— Selected excerpt —
* * * *

Sex scandals – of course we’ve had many of them. We’re used to them. The most famous one in recent history – actually it’s ten years old now – was when in 1998 Democratic President Bill Clinton was involved in a sex scandal with Monica Lewinsky who had been a White House intern. They had been having a sexual interaction that had lasted quite a long time and this included sexual acts going on right in the Oval Office.

President Clinton, at first, denied the sexual involvement, however later he did admit to it. There was an impeachment trial related to his false testimony at a Grand Jury hearing. The impeachment was a 21 day Senate trial. President Clinton was acquitted of all charges – found not guilty. However, the House of Representatives did put him under “Censure.” Eventually he did loose his license to practice law, first in the state of Arkansas and then, later, the U.S. Supreme Court took away his license to practice law everywhere. Also, he did have to pay a $90,000 fine. It wasn’t like he got off “scott free.” People will say that he got off “scott free” but he didn’t get off “scott free.”

It was quite tawdry as well. First there was his denial of it. He continued to deny it. First Lady, Hillary Clinton, also denied it. She said that it was, “... a vast right wing conspiracy” trying to get them. It wasn’t until they found the famous blue dress with the semen stain on it – that was the proverbial “smoking gun” in this case (laughter) – that President Clinton started to admit that there actually was an improper relationship. In August of 1998, President Bill Clinton officially admitted to an improper relationship with White House intern Monica Lewinsky who was 22 years old when the affair started.

Just so we remember that it is not only the Democrats that get involved with these, this past year the Republicans, too, had a sex scandal. Republican Senator Larry Craig, it was revealed on August 27, had been arrested for lewd conduct in a Minneapolis airport men’s room on June 11, 2007. He later announced his intention to resign from the Senate. However, afterwards, he decided that he wasn’t going to resign and he still serves in the Senate today. He has stated that he is not going to run for reelection. I found it interesting that he is not going to resign. I like that. He decided to weather it through.

* * * *

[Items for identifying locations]
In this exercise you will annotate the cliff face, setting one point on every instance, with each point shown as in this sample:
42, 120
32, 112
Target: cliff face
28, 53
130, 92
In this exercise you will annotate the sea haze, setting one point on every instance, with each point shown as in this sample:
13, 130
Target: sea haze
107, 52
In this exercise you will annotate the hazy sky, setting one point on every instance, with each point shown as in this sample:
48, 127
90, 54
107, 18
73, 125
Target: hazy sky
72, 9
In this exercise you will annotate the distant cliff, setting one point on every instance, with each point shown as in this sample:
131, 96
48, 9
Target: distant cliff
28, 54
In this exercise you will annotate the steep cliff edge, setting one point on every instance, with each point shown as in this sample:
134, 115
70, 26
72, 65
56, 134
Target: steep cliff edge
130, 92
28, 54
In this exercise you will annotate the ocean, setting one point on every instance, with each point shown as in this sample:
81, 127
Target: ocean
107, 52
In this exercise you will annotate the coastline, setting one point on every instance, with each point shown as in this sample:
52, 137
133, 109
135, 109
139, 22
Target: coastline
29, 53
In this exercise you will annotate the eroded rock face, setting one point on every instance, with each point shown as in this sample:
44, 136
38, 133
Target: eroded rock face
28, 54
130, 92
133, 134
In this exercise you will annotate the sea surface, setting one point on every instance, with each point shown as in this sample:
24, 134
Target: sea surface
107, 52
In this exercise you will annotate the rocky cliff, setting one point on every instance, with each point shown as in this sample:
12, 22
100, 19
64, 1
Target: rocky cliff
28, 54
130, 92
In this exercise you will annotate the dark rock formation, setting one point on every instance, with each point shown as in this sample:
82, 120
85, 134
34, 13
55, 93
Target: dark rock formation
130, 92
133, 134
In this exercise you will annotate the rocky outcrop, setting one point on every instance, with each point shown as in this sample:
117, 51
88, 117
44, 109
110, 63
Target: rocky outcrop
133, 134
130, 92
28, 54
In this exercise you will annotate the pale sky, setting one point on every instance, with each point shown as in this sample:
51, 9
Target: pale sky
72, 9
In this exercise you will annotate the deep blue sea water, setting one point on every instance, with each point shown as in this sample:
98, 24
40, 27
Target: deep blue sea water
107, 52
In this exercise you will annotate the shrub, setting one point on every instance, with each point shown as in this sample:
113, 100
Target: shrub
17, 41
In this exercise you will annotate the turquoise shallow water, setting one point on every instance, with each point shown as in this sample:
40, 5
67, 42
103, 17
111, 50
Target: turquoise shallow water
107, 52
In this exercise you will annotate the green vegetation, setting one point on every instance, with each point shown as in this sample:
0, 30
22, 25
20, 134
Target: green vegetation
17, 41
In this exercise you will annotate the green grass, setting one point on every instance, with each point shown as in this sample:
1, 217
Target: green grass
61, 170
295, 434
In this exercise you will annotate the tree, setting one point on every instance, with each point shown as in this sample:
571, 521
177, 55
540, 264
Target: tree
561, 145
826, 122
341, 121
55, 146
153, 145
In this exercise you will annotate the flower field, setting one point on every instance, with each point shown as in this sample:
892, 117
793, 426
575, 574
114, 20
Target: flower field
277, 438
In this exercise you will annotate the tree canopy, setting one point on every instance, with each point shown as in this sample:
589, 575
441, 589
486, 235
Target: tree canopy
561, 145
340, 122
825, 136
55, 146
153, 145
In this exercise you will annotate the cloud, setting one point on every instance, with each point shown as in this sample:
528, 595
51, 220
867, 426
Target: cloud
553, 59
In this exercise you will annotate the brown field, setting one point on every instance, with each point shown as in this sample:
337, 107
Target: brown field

* * * *

— Set tasks —
A: In the passage on political sex scandals, how many days did the Senate impeachment trial last?
B: From the passage on political sex scandals, quote word for word the part that begins at "It was quite" and stops after "the affair started.".
The records have no connection to the text.

— Results for each task —
A: It lasted 21 days.

B:
It was quite tawdry as well. First there was his denial of it. He continued to deny it. First Lady, Hillary Clinton, also denied it. She said that it was, “... a vast right wing conspiracy” trying to get them. It wasn’t until they found the famous blue dress with the semen stain on it – that was the proverbial “smoking gun” in this case (laughter) – that President Clinton started to admit that there actually was an improper relationship. In August of 1998, President Bill Clinton officially admitted to an improper relationship with White House intern Monica Lewinsky who was 22 years old when the affair started.